EXERCISE BRIEF: All lines from the line containing "Target: tile floor" up to and including the last line of the entries must be written out exactly, with no others.

(Referring expression pointing data)
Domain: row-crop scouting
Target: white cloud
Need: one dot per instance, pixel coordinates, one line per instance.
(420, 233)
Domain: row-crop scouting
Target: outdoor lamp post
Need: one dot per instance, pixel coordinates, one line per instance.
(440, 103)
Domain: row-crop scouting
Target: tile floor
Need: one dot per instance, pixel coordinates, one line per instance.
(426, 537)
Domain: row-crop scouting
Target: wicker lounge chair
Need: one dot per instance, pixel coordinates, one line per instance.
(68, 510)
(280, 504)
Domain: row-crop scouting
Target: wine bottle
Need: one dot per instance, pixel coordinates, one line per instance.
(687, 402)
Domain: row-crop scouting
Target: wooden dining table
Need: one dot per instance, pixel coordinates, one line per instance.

RESULT OF THIS TASK:
Target: tile floor
Need: one dot per instance, pixel coordinates, one line per instance.
(426, 537)
Domain: row-crop scouting
Target: wicker lounge chair
Need: one dot per instance, pixel coordinates, one line per instance.
(68, 510)
(280, 504)
Domain: row-crop scouting
Target: wine bottle
Need: one dot per instance, pixel coordinates, one line per instance.
(687, 402)
Domain: row-crop scouting
Target: wooden dining table
Need: one dot per instance, pixel coordinates, one line per instance.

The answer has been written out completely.